Consegna: Converta in una tabella Markdown la parte del materiale che si apre con la riga contenente "for the picture" e si chiude con quella contenente "118;269;162;291", estremi compresi e righe vuote escluse. Usi la colonna "Numero" per il numero progressivo e la colonna "Riga" per il testo di ciascuna riga.

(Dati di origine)
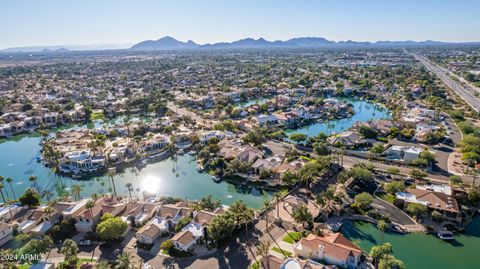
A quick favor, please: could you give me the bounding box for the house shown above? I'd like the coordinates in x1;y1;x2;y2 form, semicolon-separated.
395;184;462;222
252;155;282;173
0;221;13;247
61;198;91;219
327;131;368;147
121;201;159;225
253;114;278;126
198;131;225;145
0;204;22;222
29;262;55;269
75;196;125;232
385;145;422;162
172;230;197;251
135;217;164;245
293;233;362;268
157;205;190;230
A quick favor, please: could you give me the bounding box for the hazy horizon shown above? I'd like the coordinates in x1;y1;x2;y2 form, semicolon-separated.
0;0;480;49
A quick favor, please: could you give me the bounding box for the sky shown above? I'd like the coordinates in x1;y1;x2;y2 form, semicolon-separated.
0;0;480;49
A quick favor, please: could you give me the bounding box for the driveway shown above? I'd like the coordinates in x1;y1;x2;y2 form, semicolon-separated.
372;197;416;225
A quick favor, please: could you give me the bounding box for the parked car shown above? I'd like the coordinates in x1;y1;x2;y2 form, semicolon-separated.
78;240;92;246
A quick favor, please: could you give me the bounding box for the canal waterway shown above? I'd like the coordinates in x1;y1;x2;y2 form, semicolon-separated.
286;98;391;137
0;119;272;208
342;218;480;269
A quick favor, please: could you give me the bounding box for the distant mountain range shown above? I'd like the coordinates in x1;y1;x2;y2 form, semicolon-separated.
130;36;480;50
0;36;480;52
0;43;132;52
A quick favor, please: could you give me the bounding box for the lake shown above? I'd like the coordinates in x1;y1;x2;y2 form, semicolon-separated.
342;218;480;269
0;123;272;208
286;98;391;137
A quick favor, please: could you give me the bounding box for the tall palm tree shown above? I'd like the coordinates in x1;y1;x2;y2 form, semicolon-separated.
108;173;117;197
241;208;255;245
0;176;10;197
6;177;17;200
85;199;96;232
72;185;82;200
263;201;273;233
125;182;133;199
377;220;388;245
257;240;270;259
115;251;132;269
0;183;7;203
42;190;52;202
28;175;40;192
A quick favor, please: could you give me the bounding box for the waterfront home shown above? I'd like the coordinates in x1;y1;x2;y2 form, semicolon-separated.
253;114;278;126
42;112;58;126
293;233;362;268
385;145;422;162
172;230;197;251
18;206;60;235
354;119;395;137
135;217;165;245
395;184;462;222
61;198;91;219
260;255;337;269
198;131;225;145
0;204;22;222
0;221;13;247
327;131;370;147
59;149;105;174
252;155;282;173
157;205;191;229
140;133;170;154
75;196;125;232
121;201;160;225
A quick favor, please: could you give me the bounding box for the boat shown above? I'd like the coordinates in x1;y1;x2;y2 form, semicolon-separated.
437;230;455;240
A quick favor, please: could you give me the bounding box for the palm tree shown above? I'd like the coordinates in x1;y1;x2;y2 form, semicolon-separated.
85;199;96;231
6;177;17;200
257;240;270;259
28;175;40;192
0;183;7;203
377;220;388;245
264;201;273;232
72;185;82;200
115;251;132;269
0;176;9;197
42;190;52;202
125;182;133;199
108;173;117;197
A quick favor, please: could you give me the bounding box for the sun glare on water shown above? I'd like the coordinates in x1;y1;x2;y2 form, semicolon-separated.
141;175;161;194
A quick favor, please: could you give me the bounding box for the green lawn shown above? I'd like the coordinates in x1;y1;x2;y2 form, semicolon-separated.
380;193;395;204
282;232;302;244
272;247;292;257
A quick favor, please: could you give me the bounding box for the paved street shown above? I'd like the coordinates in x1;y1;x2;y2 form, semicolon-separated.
412;54;480;112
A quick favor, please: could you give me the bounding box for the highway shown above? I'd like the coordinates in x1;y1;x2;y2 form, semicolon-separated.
411;53;480;113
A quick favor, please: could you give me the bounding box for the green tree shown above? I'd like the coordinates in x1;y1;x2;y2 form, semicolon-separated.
383;181;405;194
410;168;428;180
18;188;40;208
97;217;128;240
354;192;373;209
377;220;388;244
407;203;427;217
292;205;313;228
290;133;307;144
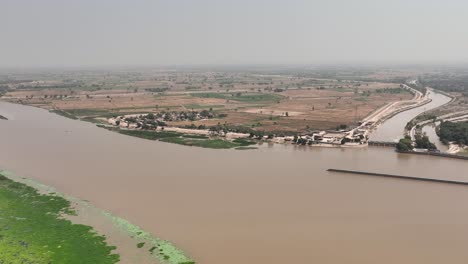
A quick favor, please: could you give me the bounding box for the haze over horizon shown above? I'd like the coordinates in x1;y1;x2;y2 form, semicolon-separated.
0;0;468;67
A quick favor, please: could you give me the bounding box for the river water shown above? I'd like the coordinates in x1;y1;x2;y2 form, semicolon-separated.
0;102;468;264
370;90;451;142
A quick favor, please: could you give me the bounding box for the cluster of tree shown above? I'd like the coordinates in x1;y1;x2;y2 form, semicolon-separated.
293;136;313;145
0;85;10;96
145;87;169;93
437;122;468;145
414;136;437;150
396;136;437;151
396;136;413;151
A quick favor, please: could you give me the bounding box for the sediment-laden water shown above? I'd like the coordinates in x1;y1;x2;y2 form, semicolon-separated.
0;100;468;264
370;90;451;142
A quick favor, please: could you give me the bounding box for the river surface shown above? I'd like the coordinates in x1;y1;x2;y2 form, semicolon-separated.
370;90;451;142
0;102;468;264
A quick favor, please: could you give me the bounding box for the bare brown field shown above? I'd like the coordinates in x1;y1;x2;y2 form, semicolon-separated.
4;71;412;133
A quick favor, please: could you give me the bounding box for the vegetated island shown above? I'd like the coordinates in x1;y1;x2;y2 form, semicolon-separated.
0;174;119;263
0;170;195;264
437;121;468;145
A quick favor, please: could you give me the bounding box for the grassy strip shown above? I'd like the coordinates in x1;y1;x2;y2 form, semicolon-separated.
182;134;209;139
51;110;78;120
235;147;258;150
0;174;119;263
184;104;224;109
232;138;257;147
117;129;183;140
190;93;284;103
110;128;256;149
161;138;240;149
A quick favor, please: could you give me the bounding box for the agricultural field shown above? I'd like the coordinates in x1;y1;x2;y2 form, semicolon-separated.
2;69;412;134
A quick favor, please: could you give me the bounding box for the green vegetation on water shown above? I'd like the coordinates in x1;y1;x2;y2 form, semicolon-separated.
437;122;468;145
0;174;119;264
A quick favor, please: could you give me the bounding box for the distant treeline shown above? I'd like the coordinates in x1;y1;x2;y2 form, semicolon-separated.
145;87;169;93
437;121;468;145
421;74;468;96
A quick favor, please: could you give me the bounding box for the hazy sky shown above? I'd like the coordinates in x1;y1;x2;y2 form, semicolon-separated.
0;0;468;67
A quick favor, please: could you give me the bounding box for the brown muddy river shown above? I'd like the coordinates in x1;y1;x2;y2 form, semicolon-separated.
0;102;468;264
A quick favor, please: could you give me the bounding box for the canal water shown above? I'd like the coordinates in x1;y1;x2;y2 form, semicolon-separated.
0;100;468;264
370;90;451;142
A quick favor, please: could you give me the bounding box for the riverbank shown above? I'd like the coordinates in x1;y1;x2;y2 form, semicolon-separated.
0;170;119;264
0;171;195;264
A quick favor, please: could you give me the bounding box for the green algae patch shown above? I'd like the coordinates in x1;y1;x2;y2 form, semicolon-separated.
0;174;119;263
103;212;195;264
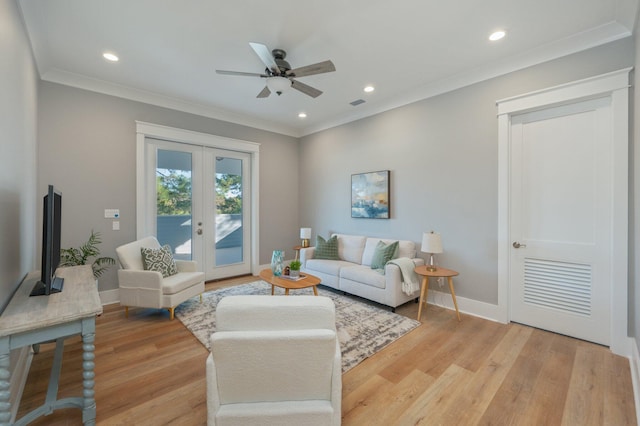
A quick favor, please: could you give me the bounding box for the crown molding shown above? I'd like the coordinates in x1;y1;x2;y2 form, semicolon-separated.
36;20;638;138
302;22;631;136
40;68;301;138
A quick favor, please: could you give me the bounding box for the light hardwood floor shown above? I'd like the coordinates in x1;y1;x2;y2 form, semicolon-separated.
19;277;637;426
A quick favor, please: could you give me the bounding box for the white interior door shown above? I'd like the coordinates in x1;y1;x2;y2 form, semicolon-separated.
204;148;251;279
509;98;613;345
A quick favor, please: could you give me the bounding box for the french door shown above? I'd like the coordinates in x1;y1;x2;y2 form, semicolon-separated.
138;130;253;280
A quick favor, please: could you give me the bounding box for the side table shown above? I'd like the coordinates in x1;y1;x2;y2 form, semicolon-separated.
414;266;460;321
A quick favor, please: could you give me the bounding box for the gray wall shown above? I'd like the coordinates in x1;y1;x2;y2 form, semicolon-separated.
300;38;634;304
0;0;41;312
38;82;299;291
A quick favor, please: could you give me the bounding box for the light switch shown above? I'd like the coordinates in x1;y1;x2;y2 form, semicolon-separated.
104;209;120;219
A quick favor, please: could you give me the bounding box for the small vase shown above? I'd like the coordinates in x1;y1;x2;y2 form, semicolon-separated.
271;250;284;277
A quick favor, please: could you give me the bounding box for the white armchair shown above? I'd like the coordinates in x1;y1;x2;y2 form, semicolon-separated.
116;237;204;319
206;296;342;426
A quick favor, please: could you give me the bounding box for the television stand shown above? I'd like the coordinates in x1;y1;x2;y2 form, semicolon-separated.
0;265;102;425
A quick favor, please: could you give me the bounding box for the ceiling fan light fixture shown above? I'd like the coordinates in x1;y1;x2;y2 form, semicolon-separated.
267;76;291;96
102;52;120;62
489;30;507;41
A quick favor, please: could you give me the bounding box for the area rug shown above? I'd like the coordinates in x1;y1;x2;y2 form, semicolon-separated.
175;281;420;373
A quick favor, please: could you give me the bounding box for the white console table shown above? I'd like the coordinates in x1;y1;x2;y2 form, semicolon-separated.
0;265;102;426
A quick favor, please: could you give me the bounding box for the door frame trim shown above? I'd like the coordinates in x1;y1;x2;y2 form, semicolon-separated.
496;68;632;357
136;120;260;275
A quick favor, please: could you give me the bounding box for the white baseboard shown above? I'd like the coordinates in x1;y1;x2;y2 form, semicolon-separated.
427;284;501;322
99;288;120;305
629;338;640;425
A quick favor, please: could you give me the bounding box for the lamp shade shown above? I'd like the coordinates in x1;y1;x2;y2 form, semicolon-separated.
420;231;442;253
300;228;311;240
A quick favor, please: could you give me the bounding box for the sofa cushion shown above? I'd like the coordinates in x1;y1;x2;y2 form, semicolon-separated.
305;258;354;277
335;234;367;265
140;244;178;278
313;235;340;260
371;241;398;269
362;238;416;266
340;265;387;288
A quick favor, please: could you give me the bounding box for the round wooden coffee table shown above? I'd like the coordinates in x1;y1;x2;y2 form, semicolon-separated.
260;269;320;296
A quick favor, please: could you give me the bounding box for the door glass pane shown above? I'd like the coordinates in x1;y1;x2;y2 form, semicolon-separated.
215;157;243;266
156;149;193;260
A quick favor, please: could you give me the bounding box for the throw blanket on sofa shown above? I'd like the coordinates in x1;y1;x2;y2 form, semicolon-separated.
387;257;420;296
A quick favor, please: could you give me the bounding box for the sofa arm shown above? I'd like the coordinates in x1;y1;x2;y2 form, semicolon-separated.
118;269;162;290
175;260;198;272
300;247;316;268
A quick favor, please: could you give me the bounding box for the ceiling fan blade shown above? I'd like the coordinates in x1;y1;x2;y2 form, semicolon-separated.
291;80;322;98
249;43;280;74
216;70;269;78
256;86;271;98
287;61;336;77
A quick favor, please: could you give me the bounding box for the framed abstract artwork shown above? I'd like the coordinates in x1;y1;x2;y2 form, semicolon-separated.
351;170;391;219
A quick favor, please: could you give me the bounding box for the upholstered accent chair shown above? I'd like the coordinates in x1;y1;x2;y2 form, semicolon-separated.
206;295;342;426
116;237;204;319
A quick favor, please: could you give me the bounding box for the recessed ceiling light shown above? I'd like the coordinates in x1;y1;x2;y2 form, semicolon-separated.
489;30;507;41
102;52;120;62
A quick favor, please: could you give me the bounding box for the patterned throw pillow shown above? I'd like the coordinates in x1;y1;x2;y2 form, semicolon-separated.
371;241;399;269
313;235;340;260
140;244;178;278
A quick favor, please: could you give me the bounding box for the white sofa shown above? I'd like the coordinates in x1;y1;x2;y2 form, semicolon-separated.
300;234;424;311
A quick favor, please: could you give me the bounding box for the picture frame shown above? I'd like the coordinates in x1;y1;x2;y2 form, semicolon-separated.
351;170;391;219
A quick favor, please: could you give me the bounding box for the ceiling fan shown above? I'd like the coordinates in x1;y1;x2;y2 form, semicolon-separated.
216;43;336;98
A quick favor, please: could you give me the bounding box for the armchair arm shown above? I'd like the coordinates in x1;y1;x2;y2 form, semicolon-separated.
175;260;198;272
118;269;162;291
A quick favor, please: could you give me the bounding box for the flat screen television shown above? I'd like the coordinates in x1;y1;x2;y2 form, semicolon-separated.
30;185;64;296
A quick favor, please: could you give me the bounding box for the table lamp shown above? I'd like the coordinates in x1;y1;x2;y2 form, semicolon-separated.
300;228;311;247
420;231;442;272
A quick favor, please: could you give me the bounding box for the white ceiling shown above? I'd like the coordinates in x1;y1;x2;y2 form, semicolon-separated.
18;0;638;136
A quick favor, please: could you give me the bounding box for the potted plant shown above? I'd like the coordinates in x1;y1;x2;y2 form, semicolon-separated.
59;229;116;281
289;260;302;278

Soluzione:
| Numero | Riga |
|---|---|
| 1 | A quick favor, please: could you give me the bounding box for the picture frame shown above? I'd like the coordinates in x1;y1;x2;y2 form, semicolon-separated. |
| 2 | 351;170;391;219 |
| 3 | A quick favor, please: could you give me the bounding box for the ceiling fan shown above? I'd like the coordinates in x1;y1;x2;y2 form, semicolon-separated. |
| 4 | 216;43;336;98 |
| 5 | A quick favor, please: could you give me the bounding box for the armchair arm shown above? I'd like the coordinates in x1;y1;x2;y2 form, semicolon-separated. |
| 6 | 175;260;198;272 |
| 7 | 118;269;162;291 |